[Region pointing data]
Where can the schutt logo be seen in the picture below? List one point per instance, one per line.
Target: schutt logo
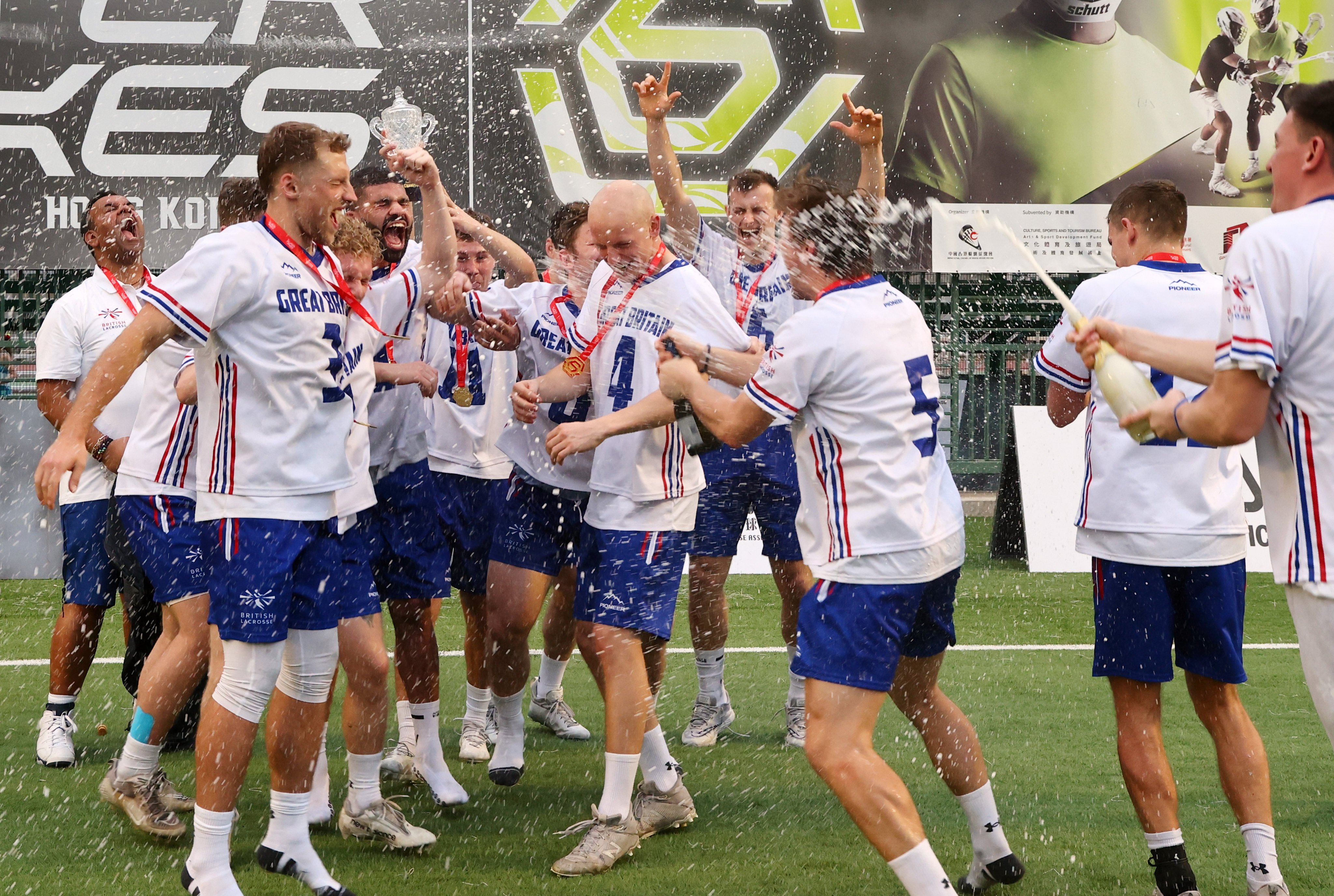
(1230, 237)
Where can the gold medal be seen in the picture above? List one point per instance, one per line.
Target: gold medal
(574, 366)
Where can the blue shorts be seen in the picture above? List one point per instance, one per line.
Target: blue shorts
(91, 578)
(538, 527)
(167, 543)
(266, 576)
(854, 635)
(353, 587)
(402, 535)
(630, 579)
(722, 516)
(467, 513)
(1141, 611)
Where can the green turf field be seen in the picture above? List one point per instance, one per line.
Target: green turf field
(767, 825)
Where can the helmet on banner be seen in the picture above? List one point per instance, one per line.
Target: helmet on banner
(1265, 12)
(1232, 23)
(1086, 11)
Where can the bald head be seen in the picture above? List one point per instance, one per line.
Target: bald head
(625, 227)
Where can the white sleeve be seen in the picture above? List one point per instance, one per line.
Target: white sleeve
(206, 287)
(1249, 319)
(792, 371)
(59, 344)
(1058, 360)
(705, 318)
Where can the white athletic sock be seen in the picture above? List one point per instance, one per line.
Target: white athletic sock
(709, 667)
(136, 759)
(922, 874)
(429, 755)
(989, 841)
(655, 760)
(509, 753)
(550, 675)
(1261, 857)
(318, 811)
(796, 683)
(480, 699)
(210, 860)
(363, 781)
(291, 835)
(408, 732)
(1165, 839)
(618, 785)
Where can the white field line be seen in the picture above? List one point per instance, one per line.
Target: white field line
(766, 650)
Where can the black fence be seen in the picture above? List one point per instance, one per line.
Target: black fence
(988, 328)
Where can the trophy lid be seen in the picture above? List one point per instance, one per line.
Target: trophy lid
(401, 105)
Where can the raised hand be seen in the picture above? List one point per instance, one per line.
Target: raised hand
(655, 96)
(868, 126)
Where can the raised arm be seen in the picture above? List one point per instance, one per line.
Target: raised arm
(107, 378)
(518, 267)
(655, 102)
(868, 133)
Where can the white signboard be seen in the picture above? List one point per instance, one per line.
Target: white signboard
(1050, 474)
(1065, 239)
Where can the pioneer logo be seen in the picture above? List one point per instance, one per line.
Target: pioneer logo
(1230, 235)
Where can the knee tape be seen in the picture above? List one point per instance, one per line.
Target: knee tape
(310, 660)
(247, 679)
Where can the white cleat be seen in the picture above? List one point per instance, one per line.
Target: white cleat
(473, 743)
(57, 741)
(796, 711)
(555, 714)
(398, 764)
(1224, 187)
(383, 822)
(708, 720)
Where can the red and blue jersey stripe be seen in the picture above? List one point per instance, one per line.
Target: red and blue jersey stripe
(829, 470)
(222, 475)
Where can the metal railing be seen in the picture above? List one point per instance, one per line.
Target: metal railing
(988, 328)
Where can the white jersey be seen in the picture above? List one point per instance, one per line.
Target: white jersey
(161, 455)
(464, 441)
(1161, 488)
(653, 465)
(546, 315)
(274, 412)
(358, 375)
(74, 335)
(398, 414)
(855, 379)
(1279, 322)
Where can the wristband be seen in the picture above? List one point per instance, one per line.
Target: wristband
(99, 451)
(1176, 422)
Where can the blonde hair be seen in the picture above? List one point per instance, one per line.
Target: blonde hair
(355, 238)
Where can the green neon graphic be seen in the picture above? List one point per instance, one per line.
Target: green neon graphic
(842, 15)
(622, 35)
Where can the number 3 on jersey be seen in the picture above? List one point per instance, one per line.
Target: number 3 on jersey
(622, 387)
(920, 369)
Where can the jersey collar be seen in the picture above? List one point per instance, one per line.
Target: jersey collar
(838, 286)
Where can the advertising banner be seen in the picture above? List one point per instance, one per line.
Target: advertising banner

» **Exercise directions**:
Using the data above, reproduce exactly the lines between those holding "Where can the white cleat" and "Where can the white jersey", inclusive, and no others.

» **Result for this task**:
Where can the white cleat be seen in the picture above? List one point per instance, one per line.
Target: white cleat
(473, 743)
(57, 741)
(796, 711)
(555, 714)
(398, 764)
(1224, 187)
(383, 822)
(708, 720)
Where can the red and blue jersey stripe be seen in the picture above? List one point per instance, one per line.
Target: red and blue jersey stripe
(829, 470)
(222, 475)
Where can the metal railing be seen in the picture above? List one point per instance, one per line.
Target: metal railing
(988, 328)
Where can the white jersey be seen in the picture above? List one point per instance, one per line.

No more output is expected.